• THE PROBLEM: Search the data for "door" and copy every matching line.
......
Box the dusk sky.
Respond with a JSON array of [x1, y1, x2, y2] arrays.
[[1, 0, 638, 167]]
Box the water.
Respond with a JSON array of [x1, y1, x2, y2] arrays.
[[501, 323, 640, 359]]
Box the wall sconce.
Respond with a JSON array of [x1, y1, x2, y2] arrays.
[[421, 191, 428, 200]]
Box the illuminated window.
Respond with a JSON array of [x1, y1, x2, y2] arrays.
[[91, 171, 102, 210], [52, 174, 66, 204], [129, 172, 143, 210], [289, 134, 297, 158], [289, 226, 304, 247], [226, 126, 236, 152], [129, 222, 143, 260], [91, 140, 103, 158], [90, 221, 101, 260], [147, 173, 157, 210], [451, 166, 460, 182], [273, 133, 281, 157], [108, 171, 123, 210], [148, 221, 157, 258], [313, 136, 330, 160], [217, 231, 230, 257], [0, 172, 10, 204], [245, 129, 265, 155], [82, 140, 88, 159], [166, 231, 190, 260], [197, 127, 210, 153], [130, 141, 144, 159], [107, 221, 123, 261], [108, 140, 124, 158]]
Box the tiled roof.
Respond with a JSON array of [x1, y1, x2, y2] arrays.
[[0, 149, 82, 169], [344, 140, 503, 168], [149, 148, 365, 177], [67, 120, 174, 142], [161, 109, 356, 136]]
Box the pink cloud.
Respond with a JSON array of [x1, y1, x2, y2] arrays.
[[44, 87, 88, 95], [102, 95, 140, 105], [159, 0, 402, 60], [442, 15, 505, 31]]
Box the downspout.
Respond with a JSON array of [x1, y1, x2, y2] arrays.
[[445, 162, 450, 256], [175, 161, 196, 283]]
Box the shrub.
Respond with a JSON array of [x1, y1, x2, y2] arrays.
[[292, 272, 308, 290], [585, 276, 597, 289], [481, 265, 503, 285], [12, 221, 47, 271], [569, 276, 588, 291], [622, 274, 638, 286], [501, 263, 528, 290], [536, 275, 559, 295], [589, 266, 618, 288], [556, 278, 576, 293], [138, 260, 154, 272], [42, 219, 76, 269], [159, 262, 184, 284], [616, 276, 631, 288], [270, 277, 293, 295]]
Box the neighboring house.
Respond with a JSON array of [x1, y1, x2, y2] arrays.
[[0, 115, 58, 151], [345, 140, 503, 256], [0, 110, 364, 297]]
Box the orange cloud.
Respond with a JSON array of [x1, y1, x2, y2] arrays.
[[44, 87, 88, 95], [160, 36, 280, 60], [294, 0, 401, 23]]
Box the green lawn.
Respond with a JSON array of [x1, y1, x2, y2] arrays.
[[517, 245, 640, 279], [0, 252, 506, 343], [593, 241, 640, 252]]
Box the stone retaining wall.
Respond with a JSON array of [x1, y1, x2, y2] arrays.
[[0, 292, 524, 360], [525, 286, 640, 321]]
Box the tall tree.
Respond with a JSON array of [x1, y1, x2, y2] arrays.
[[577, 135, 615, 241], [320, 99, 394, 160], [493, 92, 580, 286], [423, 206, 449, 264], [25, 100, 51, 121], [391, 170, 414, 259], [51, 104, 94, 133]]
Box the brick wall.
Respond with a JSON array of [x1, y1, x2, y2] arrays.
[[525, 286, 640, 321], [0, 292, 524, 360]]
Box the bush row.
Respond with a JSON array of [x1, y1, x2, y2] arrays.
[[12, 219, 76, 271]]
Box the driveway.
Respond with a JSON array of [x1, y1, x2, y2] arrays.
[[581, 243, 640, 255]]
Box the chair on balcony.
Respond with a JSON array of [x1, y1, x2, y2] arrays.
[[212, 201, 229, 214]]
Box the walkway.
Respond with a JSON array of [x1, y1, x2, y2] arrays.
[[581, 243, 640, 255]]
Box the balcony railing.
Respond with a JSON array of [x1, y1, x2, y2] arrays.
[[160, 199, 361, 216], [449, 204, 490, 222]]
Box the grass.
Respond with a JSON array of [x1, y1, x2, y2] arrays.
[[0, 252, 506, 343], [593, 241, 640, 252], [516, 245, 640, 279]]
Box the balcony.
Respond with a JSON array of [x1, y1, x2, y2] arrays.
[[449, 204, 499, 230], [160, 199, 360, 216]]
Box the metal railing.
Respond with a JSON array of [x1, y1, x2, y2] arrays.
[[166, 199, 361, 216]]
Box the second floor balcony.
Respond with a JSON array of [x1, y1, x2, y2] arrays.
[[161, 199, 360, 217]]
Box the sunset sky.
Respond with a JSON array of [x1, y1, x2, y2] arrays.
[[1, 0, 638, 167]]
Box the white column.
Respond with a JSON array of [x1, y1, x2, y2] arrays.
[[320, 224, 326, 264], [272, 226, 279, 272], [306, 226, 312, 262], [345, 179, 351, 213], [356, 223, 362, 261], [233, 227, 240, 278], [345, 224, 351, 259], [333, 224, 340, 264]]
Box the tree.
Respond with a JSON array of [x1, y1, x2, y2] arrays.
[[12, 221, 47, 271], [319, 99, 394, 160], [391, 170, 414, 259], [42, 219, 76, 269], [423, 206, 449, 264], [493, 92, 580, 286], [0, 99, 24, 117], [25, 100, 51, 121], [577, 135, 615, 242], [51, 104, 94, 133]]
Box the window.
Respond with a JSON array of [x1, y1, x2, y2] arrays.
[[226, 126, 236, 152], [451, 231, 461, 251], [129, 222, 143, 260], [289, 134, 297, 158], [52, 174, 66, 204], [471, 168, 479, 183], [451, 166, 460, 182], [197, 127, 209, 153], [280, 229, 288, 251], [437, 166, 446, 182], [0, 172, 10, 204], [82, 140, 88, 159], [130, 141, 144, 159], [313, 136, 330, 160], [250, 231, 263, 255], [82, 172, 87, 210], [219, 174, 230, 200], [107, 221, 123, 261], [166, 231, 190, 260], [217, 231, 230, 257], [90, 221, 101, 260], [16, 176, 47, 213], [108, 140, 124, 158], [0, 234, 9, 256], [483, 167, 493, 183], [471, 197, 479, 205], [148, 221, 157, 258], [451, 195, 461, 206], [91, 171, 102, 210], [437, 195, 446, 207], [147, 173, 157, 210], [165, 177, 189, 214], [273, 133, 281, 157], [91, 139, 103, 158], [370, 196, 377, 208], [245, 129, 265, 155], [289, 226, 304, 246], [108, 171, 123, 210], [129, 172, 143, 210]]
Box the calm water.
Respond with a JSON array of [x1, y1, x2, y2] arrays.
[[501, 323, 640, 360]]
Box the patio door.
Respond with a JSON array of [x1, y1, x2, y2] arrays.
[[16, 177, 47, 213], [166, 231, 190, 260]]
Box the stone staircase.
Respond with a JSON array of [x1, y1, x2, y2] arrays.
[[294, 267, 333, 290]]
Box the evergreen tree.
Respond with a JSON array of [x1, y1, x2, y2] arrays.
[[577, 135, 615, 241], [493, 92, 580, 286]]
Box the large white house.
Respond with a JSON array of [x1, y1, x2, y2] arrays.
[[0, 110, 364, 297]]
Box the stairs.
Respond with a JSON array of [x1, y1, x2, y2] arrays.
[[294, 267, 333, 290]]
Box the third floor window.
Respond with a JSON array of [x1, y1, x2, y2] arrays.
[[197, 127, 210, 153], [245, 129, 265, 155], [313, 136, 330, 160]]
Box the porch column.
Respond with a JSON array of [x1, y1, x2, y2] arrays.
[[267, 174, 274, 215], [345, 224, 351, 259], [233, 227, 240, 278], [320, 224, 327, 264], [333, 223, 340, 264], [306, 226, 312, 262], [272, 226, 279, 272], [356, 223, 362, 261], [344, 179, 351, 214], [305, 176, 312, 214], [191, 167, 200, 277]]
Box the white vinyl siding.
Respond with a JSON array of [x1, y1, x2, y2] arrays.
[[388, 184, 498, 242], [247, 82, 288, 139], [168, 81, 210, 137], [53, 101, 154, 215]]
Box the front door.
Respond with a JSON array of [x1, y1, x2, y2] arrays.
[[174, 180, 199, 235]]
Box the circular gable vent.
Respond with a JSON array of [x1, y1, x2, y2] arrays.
......
• RESULT:
Box the patio door.
Box the front door.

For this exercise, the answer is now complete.